BRIEF. Everything from the line holding "trace the outline of every instance of the sail" through the last line below must be repeated exactly, and nothing else.

Labeled shape records:

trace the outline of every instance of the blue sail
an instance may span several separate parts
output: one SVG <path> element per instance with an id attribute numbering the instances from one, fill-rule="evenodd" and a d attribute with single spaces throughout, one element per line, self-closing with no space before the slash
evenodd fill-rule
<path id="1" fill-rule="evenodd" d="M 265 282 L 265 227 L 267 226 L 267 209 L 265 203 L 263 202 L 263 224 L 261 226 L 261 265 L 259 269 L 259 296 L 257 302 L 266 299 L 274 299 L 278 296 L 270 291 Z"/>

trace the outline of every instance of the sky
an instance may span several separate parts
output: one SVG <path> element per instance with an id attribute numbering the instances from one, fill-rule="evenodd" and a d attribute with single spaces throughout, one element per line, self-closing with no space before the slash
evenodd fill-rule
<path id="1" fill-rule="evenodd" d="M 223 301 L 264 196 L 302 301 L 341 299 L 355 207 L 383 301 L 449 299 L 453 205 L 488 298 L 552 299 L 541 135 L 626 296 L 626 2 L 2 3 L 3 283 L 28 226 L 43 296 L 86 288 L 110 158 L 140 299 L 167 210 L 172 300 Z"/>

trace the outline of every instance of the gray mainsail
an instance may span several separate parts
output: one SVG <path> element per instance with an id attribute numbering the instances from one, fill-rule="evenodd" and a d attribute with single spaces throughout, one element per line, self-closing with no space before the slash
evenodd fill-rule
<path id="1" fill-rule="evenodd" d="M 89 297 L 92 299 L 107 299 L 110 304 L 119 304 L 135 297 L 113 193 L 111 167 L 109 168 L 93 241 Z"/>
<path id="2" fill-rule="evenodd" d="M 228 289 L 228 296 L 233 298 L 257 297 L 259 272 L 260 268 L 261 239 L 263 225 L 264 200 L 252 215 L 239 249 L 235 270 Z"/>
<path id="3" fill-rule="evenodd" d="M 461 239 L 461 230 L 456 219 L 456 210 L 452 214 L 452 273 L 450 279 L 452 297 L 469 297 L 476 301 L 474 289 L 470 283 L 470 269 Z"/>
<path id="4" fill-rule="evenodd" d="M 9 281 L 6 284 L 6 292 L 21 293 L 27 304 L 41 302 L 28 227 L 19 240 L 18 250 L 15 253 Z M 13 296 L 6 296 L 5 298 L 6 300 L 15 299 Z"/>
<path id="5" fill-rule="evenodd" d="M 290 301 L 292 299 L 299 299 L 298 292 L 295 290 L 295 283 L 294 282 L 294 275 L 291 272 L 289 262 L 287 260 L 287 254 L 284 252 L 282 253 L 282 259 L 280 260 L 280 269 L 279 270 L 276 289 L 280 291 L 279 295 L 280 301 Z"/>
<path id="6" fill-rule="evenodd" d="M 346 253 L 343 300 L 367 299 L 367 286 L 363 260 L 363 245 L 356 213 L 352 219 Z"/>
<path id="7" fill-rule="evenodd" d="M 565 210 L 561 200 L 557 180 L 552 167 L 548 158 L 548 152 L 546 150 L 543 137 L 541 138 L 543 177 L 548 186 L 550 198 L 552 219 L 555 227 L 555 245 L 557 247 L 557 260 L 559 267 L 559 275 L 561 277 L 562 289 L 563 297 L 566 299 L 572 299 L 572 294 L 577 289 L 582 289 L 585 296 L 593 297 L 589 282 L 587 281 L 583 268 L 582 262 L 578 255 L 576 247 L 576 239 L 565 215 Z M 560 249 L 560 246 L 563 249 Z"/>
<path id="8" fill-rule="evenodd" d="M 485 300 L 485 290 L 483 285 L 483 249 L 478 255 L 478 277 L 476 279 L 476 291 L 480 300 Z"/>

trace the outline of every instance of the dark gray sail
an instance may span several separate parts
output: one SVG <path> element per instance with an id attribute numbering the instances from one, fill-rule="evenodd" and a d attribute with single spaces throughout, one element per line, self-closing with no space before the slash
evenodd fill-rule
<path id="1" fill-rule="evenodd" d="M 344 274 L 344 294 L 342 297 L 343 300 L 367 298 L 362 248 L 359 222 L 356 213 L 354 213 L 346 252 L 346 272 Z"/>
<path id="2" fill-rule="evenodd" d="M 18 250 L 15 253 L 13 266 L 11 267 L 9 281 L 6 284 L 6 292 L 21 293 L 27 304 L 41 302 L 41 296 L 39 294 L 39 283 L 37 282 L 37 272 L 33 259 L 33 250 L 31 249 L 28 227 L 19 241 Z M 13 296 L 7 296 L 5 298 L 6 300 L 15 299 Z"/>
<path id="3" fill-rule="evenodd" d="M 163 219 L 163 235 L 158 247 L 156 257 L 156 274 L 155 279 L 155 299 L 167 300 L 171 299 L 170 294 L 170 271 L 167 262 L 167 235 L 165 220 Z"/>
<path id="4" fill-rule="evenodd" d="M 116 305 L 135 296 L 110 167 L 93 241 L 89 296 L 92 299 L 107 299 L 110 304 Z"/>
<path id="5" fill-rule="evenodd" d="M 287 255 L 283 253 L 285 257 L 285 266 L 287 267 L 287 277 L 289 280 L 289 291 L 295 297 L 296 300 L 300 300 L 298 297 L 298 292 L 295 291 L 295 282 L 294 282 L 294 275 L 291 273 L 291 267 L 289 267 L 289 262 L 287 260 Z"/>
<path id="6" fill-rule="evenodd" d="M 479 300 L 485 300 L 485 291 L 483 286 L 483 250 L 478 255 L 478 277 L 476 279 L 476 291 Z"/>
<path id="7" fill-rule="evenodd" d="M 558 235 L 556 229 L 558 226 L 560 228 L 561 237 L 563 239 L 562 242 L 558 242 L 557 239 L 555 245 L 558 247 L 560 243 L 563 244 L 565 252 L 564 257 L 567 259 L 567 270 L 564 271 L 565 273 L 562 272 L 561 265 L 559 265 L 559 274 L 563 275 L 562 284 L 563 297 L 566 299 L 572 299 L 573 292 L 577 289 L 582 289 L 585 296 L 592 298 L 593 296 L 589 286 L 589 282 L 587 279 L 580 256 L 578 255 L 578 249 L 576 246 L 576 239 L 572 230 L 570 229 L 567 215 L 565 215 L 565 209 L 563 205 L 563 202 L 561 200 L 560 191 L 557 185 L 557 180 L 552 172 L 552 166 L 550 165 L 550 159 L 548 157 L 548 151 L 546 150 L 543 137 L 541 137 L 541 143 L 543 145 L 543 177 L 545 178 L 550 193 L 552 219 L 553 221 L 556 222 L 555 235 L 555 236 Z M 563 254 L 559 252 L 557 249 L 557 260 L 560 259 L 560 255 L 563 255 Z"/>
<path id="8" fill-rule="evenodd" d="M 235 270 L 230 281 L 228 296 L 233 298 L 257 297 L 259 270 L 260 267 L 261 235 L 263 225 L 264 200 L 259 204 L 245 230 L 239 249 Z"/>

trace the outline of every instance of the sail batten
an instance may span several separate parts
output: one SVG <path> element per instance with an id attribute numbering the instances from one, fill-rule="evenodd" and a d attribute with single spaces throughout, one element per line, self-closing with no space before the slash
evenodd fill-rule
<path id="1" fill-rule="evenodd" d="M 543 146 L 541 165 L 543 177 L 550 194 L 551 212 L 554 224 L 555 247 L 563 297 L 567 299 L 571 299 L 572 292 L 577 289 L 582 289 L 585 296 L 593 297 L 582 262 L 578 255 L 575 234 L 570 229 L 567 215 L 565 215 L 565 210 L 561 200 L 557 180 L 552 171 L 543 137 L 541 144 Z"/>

WRITTEN SOLUTION.
trace the outline of every instance of the sail batten
an instance may span several separate parts
output: one SVG <path> element per instance with an id attribute numbering the instances from one, fill-rule="evenodd" and a d attribute with single spaces throughout, one element per line, self-closing with no space before the slash
evenodd fill-rule
<path id="1" fill-rule="evenodd" d="M 543 146 L 541 165 L 543 177 L 550 194 L 551 212 L 554 224 L 555 247 L 563 297 L 567 299 L 571 299 L 572 292 L 577 289 L 582 289 L 585 296 L 593 297 L 582 262 L 578 255 L 575 234 L 570 229 L 567 215 L 565 215 L 565 210 L 561 200 L 557 180 L 552 171 L 543 137 L 541 144 Z"/>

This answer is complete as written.